* _YOUR TASK_
For the material that follows, list every line containing the word "metal".

* _MATERIAL PROVIDED_
■ ■ ■ ■

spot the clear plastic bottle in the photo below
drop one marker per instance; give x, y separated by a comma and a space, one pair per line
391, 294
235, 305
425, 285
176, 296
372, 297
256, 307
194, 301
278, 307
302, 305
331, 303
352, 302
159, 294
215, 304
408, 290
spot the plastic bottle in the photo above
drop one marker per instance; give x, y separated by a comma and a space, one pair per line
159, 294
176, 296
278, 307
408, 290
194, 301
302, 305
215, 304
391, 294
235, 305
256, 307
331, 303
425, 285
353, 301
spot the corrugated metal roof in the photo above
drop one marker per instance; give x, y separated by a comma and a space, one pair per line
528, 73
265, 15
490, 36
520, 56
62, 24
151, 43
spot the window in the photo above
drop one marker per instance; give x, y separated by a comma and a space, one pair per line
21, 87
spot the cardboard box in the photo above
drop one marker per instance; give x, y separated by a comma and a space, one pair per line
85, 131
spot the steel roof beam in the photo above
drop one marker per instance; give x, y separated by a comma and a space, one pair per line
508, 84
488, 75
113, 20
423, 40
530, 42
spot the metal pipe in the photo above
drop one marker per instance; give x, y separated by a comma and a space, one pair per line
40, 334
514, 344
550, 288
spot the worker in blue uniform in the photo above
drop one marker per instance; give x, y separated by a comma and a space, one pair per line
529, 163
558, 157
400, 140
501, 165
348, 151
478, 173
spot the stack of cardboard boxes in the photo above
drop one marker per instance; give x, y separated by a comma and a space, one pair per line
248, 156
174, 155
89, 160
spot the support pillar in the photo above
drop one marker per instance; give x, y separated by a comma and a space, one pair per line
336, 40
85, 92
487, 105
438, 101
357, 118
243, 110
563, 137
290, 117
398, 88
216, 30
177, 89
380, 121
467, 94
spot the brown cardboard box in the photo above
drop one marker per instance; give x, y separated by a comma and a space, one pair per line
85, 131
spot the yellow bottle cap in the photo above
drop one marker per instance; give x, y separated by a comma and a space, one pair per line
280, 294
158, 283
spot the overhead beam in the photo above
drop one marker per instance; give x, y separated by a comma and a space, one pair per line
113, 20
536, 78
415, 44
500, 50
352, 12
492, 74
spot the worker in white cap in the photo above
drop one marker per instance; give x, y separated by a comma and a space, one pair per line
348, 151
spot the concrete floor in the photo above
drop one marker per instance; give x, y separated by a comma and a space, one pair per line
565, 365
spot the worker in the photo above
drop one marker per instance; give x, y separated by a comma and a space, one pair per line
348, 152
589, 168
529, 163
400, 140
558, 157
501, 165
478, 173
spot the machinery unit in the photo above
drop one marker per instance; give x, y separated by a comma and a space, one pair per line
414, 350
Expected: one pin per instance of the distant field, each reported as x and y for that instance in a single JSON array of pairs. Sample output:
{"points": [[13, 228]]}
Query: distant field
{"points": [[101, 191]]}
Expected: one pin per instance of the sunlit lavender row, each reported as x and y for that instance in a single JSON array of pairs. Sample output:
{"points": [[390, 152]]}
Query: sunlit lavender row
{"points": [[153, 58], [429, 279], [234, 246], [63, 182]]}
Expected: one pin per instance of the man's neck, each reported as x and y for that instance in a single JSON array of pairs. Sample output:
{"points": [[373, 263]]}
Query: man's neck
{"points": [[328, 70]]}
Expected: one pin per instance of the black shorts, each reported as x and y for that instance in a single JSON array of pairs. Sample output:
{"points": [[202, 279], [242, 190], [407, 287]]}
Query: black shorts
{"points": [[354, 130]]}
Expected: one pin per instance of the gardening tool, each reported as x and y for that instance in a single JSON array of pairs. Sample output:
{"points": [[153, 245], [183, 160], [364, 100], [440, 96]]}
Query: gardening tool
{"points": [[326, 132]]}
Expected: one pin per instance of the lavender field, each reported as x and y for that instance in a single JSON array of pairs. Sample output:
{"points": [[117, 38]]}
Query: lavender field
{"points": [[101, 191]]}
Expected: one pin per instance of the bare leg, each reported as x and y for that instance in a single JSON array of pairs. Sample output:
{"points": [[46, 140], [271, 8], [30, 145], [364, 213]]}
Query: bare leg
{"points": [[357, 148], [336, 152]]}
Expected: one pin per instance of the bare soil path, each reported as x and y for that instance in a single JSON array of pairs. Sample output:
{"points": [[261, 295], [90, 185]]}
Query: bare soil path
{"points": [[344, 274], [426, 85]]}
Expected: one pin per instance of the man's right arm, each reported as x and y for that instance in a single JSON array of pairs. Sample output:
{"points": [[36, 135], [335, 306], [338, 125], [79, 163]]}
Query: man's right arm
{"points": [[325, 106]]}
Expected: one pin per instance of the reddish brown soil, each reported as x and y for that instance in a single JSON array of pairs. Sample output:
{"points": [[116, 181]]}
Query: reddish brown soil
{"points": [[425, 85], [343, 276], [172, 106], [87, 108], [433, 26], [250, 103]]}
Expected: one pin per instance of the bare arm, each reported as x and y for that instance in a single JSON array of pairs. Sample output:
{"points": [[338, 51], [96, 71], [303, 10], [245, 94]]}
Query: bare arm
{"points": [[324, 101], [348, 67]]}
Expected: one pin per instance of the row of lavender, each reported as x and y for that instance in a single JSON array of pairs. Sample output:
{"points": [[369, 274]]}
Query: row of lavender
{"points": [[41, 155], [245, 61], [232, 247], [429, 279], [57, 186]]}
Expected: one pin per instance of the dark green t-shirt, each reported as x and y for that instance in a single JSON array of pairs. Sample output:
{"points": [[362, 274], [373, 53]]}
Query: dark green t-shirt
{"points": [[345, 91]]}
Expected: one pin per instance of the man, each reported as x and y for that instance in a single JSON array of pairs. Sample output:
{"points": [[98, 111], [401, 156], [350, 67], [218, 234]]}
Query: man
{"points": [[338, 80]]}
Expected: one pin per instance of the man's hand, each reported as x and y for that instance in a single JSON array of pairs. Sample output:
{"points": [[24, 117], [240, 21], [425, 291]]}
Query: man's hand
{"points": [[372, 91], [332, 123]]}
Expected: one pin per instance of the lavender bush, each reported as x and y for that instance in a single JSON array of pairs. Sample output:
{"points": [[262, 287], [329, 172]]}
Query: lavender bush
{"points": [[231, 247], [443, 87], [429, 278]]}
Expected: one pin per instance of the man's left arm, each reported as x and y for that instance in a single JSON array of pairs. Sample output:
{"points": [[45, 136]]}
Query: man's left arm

■ ■ ■ ■

* _WRITTEN REPLY_
spot the corrugated metal roof in the photo above
spot the metal pipe in the photo above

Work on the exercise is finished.